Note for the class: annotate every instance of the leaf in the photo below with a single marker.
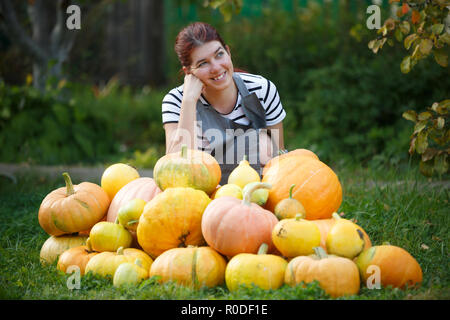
(422, 142)
(409, 40)
(441, 57)
(424, 115)
(405, 66)
(425, 46)
(410, 115)
(415, 18)
(437, 28)
(441, 164)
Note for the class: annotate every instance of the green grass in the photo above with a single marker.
(398, 206)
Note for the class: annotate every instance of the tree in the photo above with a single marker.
(50, 42)
(421, 26)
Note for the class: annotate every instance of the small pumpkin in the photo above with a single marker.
(108, 236)
(317, 187)
(188, 168)
(130, 213)
(106, 263)
(232, 190)
(263, 270)
(243, 174)
(258, 196)
(53, 247)
(289, 208)
(172, 219)
(77, 256)
(397, 266)
(232, 226)
(284, 154)
(116, 176)
(129, 273)
(345, 238)
(295, 237)
(72, 208)
(338, 276)
(191, 266)
(325, 226)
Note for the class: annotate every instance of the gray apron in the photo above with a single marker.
(230, 141)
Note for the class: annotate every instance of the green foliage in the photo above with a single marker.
(431, 137)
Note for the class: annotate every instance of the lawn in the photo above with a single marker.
(394, 205)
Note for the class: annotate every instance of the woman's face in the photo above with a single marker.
(212, 64)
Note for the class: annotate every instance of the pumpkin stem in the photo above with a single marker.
(69, 184)
(290, 191)
(248, 193)
(263, 248)
(184, 151)
(336, 216)
(320, 253)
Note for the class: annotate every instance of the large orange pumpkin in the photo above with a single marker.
(188, 168)
(232, 226)
(172, 219)
(73, 208)
(317, 187)
(397, 267)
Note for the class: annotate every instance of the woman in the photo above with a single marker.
(217, 110)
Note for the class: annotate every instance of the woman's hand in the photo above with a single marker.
(192, 88)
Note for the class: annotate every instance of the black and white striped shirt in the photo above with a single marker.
(265, 90)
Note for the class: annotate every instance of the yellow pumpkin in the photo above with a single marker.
(263, 270)
(345, 238)
(116, 176)
(172, 219)
(106, 263)
(108, 236)
(243, 174)
(337, 276)
(295, 237)
(53, 247)
(191, 266)
(129, 273)
(289, 207)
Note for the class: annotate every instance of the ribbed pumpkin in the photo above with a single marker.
(53, 247)
(172, 219)
(397, 266)
(188, 168)
(338, 276)
(325, 226)
(263, 270)
(141, 188)
(78, 256)
(106, 263)
(282, 155)
(72, 208)
(232, 226)
(191, 266)
(317, 187)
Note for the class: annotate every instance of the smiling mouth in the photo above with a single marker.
(220, 77)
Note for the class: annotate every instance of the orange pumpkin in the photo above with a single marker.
(282, 155)
(188, 168)
(232, 226)
(172, 219)
(397, 267)
(78, 256)
(317, 187)
(325, 226)
(73, 208)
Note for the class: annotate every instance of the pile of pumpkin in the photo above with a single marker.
(182, 226)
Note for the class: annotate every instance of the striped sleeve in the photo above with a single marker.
(271, 102)
(171, 106)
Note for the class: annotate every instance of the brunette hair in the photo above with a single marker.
(193, 36)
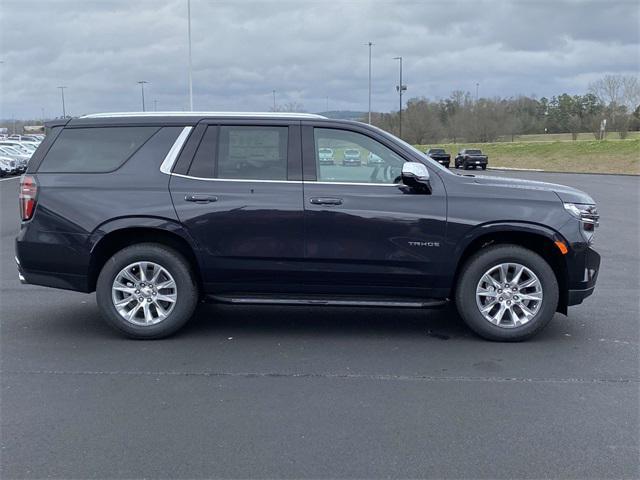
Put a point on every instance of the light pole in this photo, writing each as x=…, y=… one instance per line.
x=190, y=65
x=64, y=111
x=400, y=88
x=142, y=82
x=370, y=45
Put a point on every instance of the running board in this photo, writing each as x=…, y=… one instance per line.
x=333, y=301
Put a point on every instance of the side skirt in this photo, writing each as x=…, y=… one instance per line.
x=334, y=300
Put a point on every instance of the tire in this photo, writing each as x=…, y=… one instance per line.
x=157, y=257
x=508, y=331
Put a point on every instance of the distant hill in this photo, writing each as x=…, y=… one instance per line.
x=344, y=114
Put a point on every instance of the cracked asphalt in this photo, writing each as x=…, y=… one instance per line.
x=257, y=392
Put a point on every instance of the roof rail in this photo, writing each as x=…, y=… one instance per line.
x=204, y=114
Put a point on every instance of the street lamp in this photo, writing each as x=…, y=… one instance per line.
x=190, y=64
x=141, y=83
x=64, y=111
x=370, y=45
x=400, y=88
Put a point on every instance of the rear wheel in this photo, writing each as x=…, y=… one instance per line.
x=507, y=293
x=147, y=291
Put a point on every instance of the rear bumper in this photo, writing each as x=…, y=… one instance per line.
x=65, y=281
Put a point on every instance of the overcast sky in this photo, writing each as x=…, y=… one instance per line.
x=305, y=50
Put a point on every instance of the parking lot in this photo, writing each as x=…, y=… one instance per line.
x=327, y=392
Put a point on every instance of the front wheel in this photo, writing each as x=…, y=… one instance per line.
x=147, y=291
x=506, y=293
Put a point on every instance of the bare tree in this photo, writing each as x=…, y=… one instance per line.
x=630, y=92
x=608, y=89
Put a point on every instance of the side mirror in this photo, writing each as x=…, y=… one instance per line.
x=416, y=175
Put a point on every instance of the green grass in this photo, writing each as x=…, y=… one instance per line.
x=608, y=156
x=563, y=137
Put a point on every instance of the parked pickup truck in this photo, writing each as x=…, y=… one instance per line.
x=440, y=156
x=468, y=158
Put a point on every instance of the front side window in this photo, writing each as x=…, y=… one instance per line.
x=349, y=157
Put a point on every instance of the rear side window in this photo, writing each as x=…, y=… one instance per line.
x=94, y=150
x=242, y=152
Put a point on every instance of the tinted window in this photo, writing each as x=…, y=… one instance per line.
x=242, y=152
x=252, y=153
x=204, y=160
x=356, y=158
x=94, y=150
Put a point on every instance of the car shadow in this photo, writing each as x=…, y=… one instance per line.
x=210, y=319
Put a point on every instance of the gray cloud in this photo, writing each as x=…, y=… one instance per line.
x=306, y=50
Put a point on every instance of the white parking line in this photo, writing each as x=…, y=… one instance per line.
x=5, y=179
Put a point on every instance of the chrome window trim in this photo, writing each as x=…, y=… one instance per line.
x=357, y=183
x=247, y=180
x=172, y=155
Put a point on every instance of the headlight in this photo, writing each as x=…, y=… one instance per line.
x=588, y=216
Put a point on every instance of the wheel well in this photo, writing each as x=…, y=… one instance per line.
x=119, y=239
x=540, y=244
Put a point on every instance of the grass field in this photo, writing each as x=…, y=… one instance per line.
x=582, y=156
x=564, y=137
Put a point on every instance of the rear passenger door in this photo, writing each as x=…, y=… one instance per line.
x=366, y=232
x=237, y=188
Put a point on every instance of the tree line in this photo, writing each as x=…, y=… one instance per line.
x=463, y=118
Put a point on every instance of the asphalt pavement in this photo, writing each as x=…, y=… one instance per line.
x=247, y=392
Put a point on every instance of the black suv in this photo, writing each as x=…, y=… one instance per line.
x=440, y=155
x=471, y=158
x=156, y=212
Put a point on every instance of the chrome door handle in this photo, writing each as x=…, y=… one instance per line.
x=199, y=198
x=326, y=201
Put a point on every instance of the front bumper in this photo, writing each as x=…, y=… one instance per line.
x=583, y=274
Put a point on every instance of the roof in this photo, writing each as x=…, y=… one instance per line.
x=206, y=114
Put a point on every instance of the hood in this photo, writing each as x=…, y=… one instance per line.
x=566, y=194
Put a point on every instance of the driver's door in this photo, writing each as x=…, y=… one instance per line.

How to complete this task >> Restate the whole listing above exactly, please, omitting every image.

Problem solution >>
Note for the class: annotate every instance of the leaf in the photo below with a single marker.
(422, 142)
(409, 40)
(441, 57)
(424, 115)
(405, 66)
(425, 46)
(410, 115)
(415, 18)
(437, 28)
(441, 164)
Note for the class: annotate every instance of the green grass in the photo above with a single marker.
(398, 206)
Note for the class: annotate every instance of the tree in the photo above with a single marker.
(50, 42)
(421, 26)
Note for the class: annotate every instance of the small pumpkin in the photo above with a single marker.
(108, 236)
(317, 187)
(188, 168)
(130, 213)
(106, 263)
(232, 190)
(263, 270)
(243, 174)
(258, 196)
(53, 247)
(289, 208)
(172, 219)
(77, 256)
(397, 266)
(232, 226)
(284, 154)
(116, 176)
(129, 273)
(345, 238)
(295, 237)
(72, 208)
(338, 276)
(191, 266)
(325, 226)
Note for the class: annotate every instance of the gray apron in the photo above with a single marker.
(230, 141)
Note for the class: annotate every instance of the green foliage in the photo above with a single marker.
(431, 137)
Note for the class: annotate every instance of the lawn in the photo above with a single marker.
(394, 205)
Note for the class: annotate every instance of the woman's face in the photo above with a single marker.
(212, 64)
Note for the class: annotate every instance of the pumpkin stem in the photo above with a single marker.
(69, 184)
(290, 191)
(248, 193)
(263, 248)
(184, 151)
(336, 216)
(320, 253)
Note for the class: annotate every instance of the large orange pumpkin in the photo above with a single marker.
(188, 168)
(232, 226)
(172, 219)
(73, 208)
(317, 187)
(397, 267)
Note for the class: annotate every instance of the woman in the photo above with a single marker.
(217, 110)
Note for the class: annotate every instance of the woman's hand in the photo above with a single marker.
(192, 88)
Note for the class: annotate every instance of the black and white striped shirt in the photo above with a single marker.
(265, 90)
Note for the class: annotate every instance of the yellow pumpkin in the photo above with a single marker.
(263, 270)
(345, 238)
(116, 176)
(172, 219)
(106, 263)
(108, 236)
(243, 174)
(337, 276)
(295, 237)
(53, 247)
(191, 266)
(129, 273)
(289, 207)
Note for the class: annotate every instance of the ribbed pumpkin in the photo above with a single marker.
(53, 247)
(172, 219)
(397, 266)
(188, 168)
(338, 276)
(325, 226)
(263, 270)
(141, 188)
(78, 256)
(106, 263)
(282, 155)
(72, 208)
(232, 226)
(191, 266)
(317, 187)
Note for the class: annotate every instance of the smiling mouth in the photo above with a single marker.
(220, 77)
Note for the class: annotate every instance of the orange pumpkin in the photo above with a single marker.
(282, 155)
(188, 168)
(232, 226)
(172, 219)
(397, 267)
(78, 256)
(317, 187)
(325, 226)
(73, 208)
Note for the class: annotate every instance of the pile of pumpkin in the photo above with a single marker.
(182, 226)
Note for the class: annotate every instance of the striped sleeve in the photo above with a single marker.
(271, 102)
(171, 106)
Note for the class: annotate every instance of the brunette hair in the photo above with a single marker.
(193, 36)
Put a point on every instance of the light pole in this photo, writing each as x=…, y=… one instance per line.
x=190, y=65
x=64, y=111
x=400, y=88
x=142, y=82
x=370, y=45
Put a point on every instance of the running board in this photo, writing each as x=…, y=… one instance per line.
x=333, y=301
Put a point on every instance of the side skirt in this photo, writing each as x=…, y=… one instance per line.
x=334, y=300
Put a point on every instance of the tire in this photo, writing each as x=…, y=… one instance per line.
x=157, y=257
x=508, y=331
Put a point on every instance of the distant hill in this photo, writing each as x=…, y=… one instance per line.
x=344, y=114
Put a point on every instance of the cracked asphalt in this photo, writing each as x=…, y=… one instance per line.
x=257, y=392
Put a point on every instance of the roof rail in this photo, writing each as x=…, y=… one instance per line.
x=204, y=114
Put a point on every instance of the street lamp in this photo, writing each as x=…, y=… one instance per line.
x=190, y=64
x=141, y=83
x=64, y=111
x=370, y=45
x=400, y=88
Put a point on every instance of the rear wheel in this photo, writing each as x=…, y=… one instance per line.
x=507, y=293
x=147, y=291
Put a point on every instance of the rear bumper in this photo, writing each as x=…, y=… one instance per line.
x=65, y=281
Put a point on every instance of the overcast sky in this photo, writing each as x=…, y=… one instance per line.
x=305, y=50
Put a point on every instance of the parking lot in this photo, writing each as x=…, y=… one instance per line.
x=327, y=392
Put a point on every instance of the front wheel in this photo, writing each as x=…, y=… one instance per line.
x=147, y=291
x=506, y=293
Put a point on every instance of the bare tree in this photo, writing each as x=…, y=… one instance per line.
x=630, y=92
x=608, y=89
Put a point on every instance of the side mirror in this photo, writing each as x=…, y=… one instance per line.
x=416, y=175
Put a point on every instance of the green grass in this photo, writing each as x=…, y=… one instance per line.
x=608, y=156
x=563, y=137
Put a point on every instance of the parked pickup truck in this photo, writing each as x=…, y=… one instance per line.
x=440, y=156
x=468, y=158
Put a point on every instance of the front side window in this photo, writing each as x=…, y=… one instance per line.
x=349, y=157
Put a point on every instance of the rear side window in this photo, writing each as x=…, y=… one instance per line.
x=94, y=150
x=242, y=152
Put a point on every instance of the tinted window in this photo, writing each as x=…, y=… one instance per line.
x=242, y=152
x=252, y=153
x=204, y=160
x=356, y=158
x=94, y=150
Put a point on every instance of the car shadow in this photo, writing each as x=…, y=… one instance per line.
x=210, y=319
Put a point on every instance of the gray cloud in this photo, writing each as x=…, y=… one instance per line.
x=306, y=50
Put a point on every instance of the white parking line in this photo, writing each as x=…, y=… one instance per line.
x=5, y=179
Put a point on every instance of the chrome window trim in this photo, writing each as x=…, y=… one instance per line.
x=357, y=183
x=247, y=180
x=172, y=155
Put a point on every instance of the headlight in this photo, writing each as x=…, y=… one instance per line.
x=588, y=216
Put a point on every instance of the wheel well in this photo, writing each as x=…, y=… one instance per line.
x=119, y=239
x=540, y=244
Put a point on every instance of the grass field in this photo, writing each as x=…, y=… one instance per line.
x=582, y=156
x=564, y=137
Put a point on every instance of the rear passenger door in this photo, writing each as x=…, y=… one instance per line.
x=366, y=232
x=237, y=188
Put a point on every instance of the tree line in this photo, writing each as x=…, y=… one instance per line.
x=463, y=118
Put a point on every instance of the asphalt pavement in this photo, writing each as x=…, y=… one instance per line.
x=247, y=392
Put a point on every instance of the black suv in this photo, writing each as x=…, y=… one instance per line.
x=440, y=155
x=471, y=158
x=156, y=212
Put a point on every instance of the chrome door handle in this photo, writing each as x=…, y=… one instance per line.
x=199, y=198
x=326, y=201
Put a point on every instance of the front bumper in this photo, writing each as x=…, y=… one instance per line.
x=583, y=274
Put a point on every instance of the roof in this photo, writing each as x=…, y=… one instance per line.
x=206, y=114
Put a point on every instance of the hood in this photo, writing each as x=…, y=… one instance per line.
x=566, y=194
Put a point on every instance of the driver's door in this photo, writing each as x=…, y=… one instance per line.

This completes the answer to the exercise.